-- START Data rows --

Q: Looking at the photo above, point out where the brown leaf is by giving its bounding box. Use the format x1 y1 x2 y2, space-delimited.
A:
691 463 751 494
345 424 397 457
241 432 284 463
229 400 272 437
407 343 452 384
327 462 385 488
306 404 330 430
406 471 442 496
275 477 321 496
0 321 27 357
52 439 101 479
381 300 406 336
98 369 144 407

-- END Data rows --

Render every line of the material above as a numbered list, skipping any blank lines.

1. Q: Looking at the photo above, point out where the brown leaf is by giving its bounding box. Use the format x1 y1 x2 y2, space-delimited.
2. A:
3. 691 463 751 494
4. 345 424 397 457
5. 241 432 284 463
6. 229 400 272 437
7. 407 343 452 384
8. 327 462 385 488
9. 306 404 330 430
10. 406 471 442 496
11. 275 477 321 496
12. 0 321 27 357
13. 52 439 101 479
14. 381 300 406 336
15. 98 369 144 407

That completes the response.